Task objective: Gather every line of the records that holds the string "pole", keeping each line unchanged. Case counts.

● ● ● ● ●

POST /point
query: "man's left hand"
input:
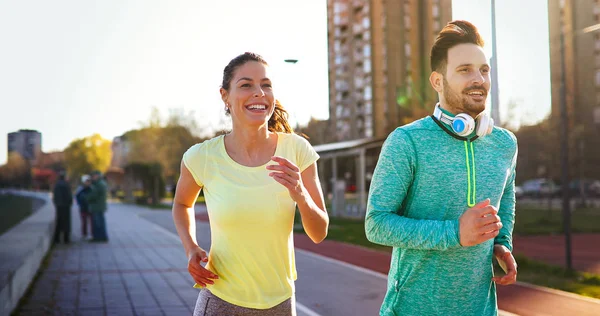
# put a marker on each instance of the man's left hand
(508, 264)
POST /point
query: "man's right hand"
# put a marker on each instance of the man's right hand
(479, 223)
(201, 275)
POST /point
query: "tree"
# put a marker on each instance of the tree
(86, 154)
(163, 141)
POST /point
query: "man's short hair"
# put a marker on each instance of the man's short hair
(454, 33)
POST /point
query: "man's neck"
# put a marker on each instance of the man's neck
(454, 110)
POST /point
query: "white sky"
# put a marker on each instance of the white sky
(71, 68)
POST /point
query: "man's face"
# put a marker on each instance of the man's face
(467, 80)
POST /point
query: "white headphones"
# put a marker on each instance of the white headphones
(463, 124)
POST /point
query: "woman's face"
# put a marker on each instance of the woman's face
(250, 97)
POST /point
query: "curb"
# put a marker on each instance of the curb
(24, 247)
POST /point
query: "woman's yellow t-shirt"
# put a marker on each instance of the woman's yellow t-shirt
(251, 220)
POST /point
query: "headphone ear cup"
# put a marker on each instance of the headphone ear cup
(485, 125)
(463, 124)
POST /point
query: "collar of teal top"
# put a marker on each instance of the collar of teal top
(473, 134)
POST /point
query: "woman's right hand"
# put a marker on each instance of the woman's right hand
(202, 276)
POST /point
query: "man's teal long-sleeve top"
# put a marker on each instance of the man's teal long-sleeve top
(424, 181)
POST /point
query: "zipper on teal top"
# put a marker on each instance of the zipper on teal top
(471, 184)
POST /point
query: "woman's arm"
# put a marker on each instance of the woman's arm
(183, 208)
(305, 189)
(185, 222)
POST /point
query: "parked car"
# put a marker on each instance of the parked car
(538, 188)
(591, 188)
(518, 191)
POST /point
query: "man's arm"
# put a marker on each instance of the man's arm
(393, 176)
(506, 212)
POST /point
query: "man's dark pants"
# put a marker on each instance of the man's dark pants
(99, 227)
(63, 224)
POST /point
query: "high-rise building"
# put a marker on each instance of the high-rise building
(577, 18)
(581, 56)
(28, 143)
(379, 63)
(120, 150)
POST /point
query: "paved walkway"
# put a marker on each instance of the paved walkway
(141, 271)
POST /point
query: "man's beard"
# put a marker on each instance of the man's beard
(460, 101)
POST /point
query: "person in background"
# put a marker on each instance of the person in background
(84, 210)
(63, 200)
(97, 201)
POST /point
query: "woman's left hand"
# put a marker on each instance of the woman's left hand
(288, 174)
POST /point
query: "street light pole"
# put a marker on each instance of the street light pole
(495, 84)
(564, 142)
(564, 152)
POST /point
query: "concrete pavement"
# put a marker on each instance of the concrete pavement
(141, 271)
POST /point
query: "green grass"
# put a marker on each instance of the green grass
(14, 209)
(532, 220)
(556, 277)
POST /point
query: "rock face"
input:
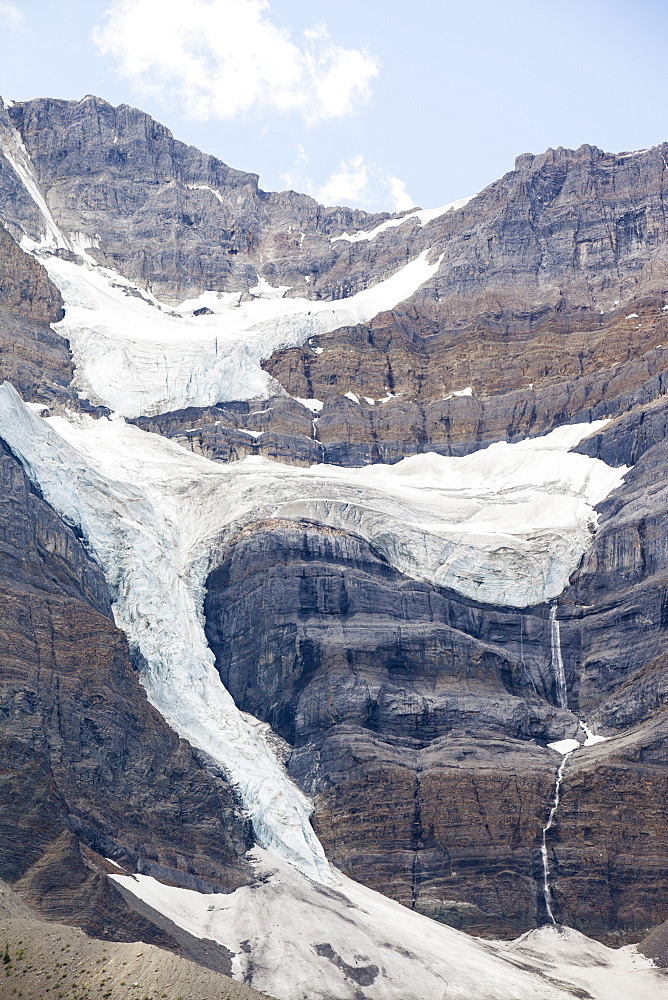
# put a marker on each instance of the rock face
(34, 358)
(418, 720)
(85, 759)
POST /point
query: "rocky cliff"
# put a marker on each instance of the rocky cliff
(417, 719)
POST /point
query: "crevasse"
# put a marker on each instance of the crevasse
(157, 517)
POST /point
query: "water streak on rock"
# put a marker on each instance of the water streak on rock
(557, 659)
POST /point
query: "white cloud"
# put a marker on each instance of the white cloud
(357, 183)
(220, 58)
(11, 16)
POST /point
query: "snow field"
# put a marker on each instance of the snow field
(139, 357)
(347, 941)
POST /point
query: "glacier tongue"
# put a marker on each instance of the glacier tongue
(157, 517)
(153, 551)
(140, 358)
(296, 940)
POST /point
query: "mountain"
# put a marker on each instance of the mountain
(341, 538)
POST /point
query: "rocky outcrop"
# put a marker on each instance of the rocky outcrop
(418, 722)
(34, 358)
(85, 759)
(416, 719)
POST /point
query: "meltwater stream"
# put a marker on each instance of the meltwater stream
(547, 892)
(557, 659)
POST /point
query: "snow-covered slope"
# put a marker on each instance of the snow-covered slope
(156, 517)
(296, 940)
(138, 357)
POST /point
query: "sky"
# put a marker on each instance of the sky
(378, 104)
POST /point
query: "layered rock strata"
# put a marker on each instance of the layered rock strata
(85, 759)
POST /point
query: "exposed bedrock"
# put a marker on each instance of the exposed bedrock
(418, 722)
(35, 359)
(527, 265)
(349, 433)
(86, 762)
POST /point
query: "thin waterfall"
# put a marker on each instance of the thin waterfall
(557, 660)
(547, 892)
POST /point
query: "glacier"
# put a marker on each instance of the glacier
(140, 357)
(423, 215)
(158, 518)
(301, 940)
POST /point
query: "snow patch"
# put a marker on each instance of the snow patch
(293, 939)
(140, 358)
(423, 215)
(16, 154)
(565, 746)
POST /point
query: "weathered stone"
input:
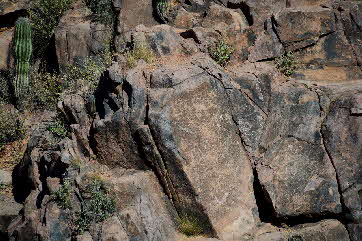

● ● ● ● ●

Output:
query: "street light pole"
# put a marker on each instance of the street light pole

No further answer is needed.